● **Assignment**:
The lines from the start of the listing through the line containing "# target: yellow and white rugby ball" should be printed exactly, and no other lines should be printed.

● **Extracted information**:

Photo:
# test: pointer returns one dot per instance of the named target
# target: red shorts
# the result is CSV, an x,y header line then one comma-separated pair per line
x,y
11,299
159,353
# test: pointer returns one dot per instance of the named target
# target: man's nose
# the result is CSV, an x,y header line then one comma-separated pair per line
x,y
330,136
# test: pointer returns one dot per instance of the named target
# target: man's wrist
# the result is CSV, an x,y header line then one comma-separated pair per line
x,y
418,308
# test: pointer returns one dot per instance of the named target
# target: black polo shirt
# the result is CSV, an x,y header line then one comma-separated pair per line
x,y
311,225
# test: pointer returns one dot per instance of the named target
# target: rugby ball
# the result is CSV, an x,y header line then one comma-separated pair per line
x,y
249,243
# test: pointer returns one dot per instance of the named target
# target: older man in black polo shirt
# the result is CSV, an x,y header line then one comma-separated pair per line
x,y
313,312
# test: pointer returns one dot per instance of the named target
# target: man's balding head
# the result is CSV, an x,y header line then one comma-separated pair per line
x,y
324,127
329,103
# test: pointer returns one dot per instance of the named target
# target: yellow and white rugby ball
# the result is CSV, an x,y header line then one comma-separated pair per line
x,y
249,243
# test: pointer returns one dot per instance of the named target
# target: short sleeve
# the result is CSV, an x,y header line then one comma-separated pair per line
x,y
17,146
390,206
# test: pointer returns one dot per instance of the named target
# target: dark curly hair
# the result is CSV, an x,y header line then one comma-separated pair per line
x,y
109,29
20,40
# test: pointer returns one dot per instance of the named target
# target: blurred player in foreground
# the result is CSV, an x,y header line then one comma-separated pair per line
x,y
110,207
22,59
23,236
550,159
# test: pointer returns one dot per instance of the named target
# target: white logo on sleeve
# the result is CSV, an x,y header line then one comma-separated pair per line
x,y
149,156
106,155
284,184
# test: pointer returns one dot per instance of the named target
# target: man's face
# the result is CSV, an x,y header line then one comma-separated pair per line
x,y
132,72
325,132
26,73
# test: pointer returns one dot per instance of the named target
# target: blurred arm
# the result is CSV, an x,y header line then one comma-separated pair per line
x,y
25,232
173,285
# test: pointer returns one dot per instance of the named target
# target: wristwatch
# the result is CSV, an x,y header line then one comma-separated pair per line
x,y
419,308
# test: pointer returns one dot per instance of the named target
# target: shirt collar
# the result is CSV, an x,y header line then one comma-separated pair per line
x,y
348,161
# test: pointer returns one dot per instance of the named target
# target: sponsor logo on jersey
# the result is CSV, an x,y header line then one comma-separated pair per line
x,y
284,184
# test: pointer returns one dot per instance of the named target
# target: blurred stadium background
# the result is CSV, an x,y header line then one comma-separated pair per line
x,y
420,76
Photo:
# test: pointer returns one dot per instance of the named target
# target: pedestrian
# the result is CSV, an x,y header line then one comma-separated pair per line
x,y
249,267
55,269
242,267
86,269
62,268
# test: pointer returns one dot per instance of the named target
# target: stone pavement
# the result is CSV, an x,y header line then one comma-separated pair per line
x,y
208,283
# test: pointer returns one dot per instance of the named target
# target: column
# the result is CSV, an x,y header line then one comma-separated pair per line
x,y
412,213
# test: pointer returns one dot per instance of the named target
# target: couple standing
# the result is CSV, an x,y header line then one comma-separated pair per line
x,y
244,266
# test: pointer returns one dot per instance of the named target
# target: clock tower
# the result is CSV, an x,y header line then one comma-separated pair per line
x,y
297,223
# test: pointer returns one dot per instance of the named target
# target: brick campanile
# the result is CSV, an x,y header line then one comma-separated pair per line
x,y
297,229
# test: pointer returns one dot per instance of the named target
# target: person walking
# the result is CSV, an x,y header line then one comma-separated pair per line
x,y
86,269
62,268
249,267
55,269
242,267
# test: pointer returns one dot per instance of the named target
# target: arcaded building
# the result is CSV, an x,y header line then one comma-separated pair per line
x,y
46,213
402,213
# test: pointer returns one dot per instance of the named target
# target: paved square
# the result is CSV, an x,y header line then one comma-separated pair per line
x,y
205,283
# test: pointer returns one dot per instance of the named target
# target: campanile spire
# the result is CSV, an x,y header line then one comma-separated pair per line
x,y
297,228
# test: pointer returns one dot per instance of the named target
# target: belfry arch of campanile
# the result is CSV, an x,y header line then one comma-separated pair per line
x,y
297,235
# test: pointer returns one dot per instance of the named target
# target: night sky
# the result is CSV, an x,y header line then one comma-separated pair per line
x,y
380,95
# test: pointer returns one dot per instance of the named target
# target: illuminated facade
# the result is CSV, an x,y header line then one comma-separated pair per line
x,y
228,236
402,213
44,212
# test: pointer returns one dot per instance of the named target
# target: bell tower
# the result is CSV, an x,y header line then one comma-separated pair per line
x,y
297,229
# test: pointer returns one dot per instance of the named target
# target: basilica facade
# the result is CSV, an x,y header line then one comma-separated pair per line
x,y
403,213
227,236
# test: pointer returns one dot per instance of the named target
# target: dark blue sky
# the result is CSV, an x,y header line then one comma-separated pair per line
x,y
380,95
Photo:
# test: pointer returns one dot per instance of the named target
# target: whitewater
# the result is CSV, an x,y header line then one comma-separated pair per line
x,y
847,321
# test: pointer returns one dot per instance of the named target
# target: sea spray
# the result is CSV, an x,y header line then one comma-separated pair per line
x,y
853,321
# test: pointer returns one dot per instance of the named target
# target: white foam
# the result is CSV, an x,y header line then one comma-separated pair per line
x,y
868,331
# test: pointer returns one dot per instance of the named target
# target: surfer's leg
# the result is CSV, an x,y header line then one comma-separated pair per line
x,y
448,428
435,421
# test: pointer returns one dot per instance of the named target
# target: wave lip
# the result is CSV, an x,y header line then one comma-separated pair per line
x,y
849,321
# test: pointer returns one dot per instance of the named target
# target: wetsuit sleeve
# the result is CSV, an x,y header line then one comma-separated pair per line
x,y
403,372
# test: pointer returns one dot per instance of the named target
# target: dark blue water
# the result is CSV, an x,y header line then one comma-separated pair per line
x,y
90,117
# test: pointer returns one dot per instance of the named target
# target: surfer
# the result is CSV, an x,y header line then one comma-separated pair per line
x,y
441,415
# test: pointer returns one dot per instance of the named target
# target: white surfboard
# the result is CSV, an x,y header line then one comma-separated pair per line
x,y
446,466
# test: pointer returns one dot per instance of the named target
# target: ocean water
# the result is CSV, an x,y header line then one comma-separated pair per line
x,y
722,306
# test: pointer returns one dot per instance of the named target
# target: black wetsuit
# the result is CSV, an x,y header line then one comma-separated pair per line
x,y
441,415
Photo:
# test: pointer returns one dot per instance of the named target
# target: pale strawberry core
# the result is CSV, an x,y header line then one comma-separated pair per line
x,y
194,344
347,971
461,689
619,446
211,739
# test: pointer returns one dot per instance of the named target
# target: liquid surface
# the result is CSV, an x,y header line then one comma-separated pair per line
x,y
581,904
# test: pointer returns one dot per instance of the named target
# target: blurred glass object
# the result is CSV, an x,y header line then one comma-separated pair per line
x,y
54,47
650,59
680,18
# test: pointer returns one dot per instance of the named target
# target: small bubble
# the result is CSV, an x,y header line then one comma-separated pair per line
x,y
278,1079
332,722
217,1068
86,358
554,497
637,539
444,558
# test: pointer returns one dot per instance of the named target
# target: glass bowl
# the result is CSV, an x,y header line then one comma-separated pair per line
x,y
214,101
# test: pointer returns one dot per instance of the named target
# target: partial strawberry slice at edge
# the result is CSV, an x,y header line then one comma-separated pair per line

● **Task response**:
Photo:
# test: pointer returns one dot per instance of the named target
# target: red shorts
# the result is CSV, an x,y header line then one comma-separated pair per line
x,y
11,299
159,353
# test: pointer returns one dot per instance of the named target
# target: man's nose
# the result is CSV, an x,y header line then one comma-separated pair per line
x,y
330,136
# test: pointer returns one dot per instance of the named target
# target: man's wrist
# the result is CSV, an x,y header line then one comma-separated pair per line
x,y
418,308
# test: pointer returns one dot per instance of the named target
# target: black polo shirt
# the result is CSV, an x,y header line then one comma-separated pair per line
x,y
311,225
# test: pointer returns one dot per instance of the named target
# target: rugby ball
# the result is CSV, an x,y header line then one comma-separated pair per line
x,y
249,243
# test: pointer returns one dot per instance of the named target
# target: older man in black polo shirt
# the result is CSV, an x,y header line then one comma-separated pair per line
x,y
313,312
# test: pointer returns one dot per instance of the named target
# target: man's balding head
# the result is CSV, an x,y header line then one comma-separated pair per line
x,y
324,127
329,103
# test: pointer returns one dot per instance of the named target
# target: yellow and white rugby ball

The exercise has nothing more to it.